| Text to read |
Let’s check out what the namesake of the award is saying here. Surely there are no sneaky, dirty political statements in it.

Wait… Ralph is a “tool to advance science, to benefit humanity”? He belongs to the government? That sounds a bit political! But I’m sure it’s an illusion.

Tobacco is forbidden to Ralph because it’s… a threat to his health? This was published in 1925… lawyers and doctors representing the tobacco industry would still be arguing the harmlessness of smoking tobacco 40 years later. Sounds like a controversial anti-business pronouncement to me. Something a dirty social justice warrior might sneak into the pure science fiction.

The government gives Ralph death row inmates to perform dangerous experiments on!? Could this be a socially and politically charged comment on the nature of the duty of a criminal to repay society for wrongs committed? It’s certainly not a comment from the political left, but it is even more certainly a political and social statement.

| Listing |
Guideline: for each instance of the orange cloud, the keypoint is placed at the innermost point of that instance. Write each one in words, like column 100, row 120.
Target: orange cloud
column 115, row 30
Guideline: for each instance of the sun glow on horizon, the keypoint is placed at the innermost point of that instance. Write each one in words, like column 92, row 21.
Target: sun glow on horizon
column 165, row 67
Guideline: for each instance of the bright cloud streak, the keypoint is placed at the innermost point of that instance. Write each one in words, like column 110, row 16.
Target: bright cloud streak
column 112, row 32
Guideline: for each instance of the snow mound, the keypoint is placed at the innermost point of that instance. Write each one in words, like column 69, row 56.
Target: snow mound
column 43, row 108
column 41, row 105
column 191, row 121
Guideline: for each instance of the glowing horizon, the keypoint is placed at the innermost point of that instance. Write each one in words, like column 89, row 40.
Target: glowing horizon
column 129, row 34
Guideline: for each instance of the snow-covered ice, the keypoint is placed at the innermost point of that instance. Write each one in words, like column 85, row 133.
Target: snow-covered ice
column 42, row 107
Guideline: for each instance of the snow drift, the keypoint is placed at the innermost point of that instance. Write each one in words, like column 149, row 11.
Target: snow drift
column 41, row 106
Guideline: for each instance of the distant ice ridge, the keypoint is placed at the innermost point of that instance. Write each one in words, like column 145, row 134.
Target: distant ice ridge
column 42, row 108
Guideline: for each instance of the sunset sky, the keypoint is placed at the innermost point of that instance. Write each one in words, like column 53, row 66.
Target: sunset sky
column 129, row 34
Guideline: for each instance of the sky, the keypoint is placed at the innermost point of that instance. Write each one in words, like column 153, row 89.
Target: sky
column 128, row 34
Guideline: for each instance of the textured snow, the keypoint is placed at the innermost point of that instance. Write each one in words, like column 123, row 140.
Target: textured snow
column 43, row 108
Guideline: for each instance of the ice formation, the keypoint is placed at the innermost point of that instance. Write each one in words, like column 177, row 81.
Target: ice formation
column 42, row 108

| Objective |
Write the next part of the commentary on Ralph and the political statements in his story, starting after its final sentence.

| Written response |
Wait again, “Planet Governor”? As in, a monolithic planetary government over all the people on Earth? No more nations in Hugo’s future?

It doesn’t get more political than that. Looks like the guy the Hugo Awards are named for was one of those sneaks all the Puppies are so worried about. He was sneaking politics into US science fiction right from the start of this country’s wing of the genre.

If you can’t get it from Hugo Freakin’ Gernsback himself, where is this non-political, non-social-commentary science fiction the Puppies keep remembering?

The answer is simple: it does not exist, and it never has existed. The very notion of it is no more than a piece of socially and politically charged fiction.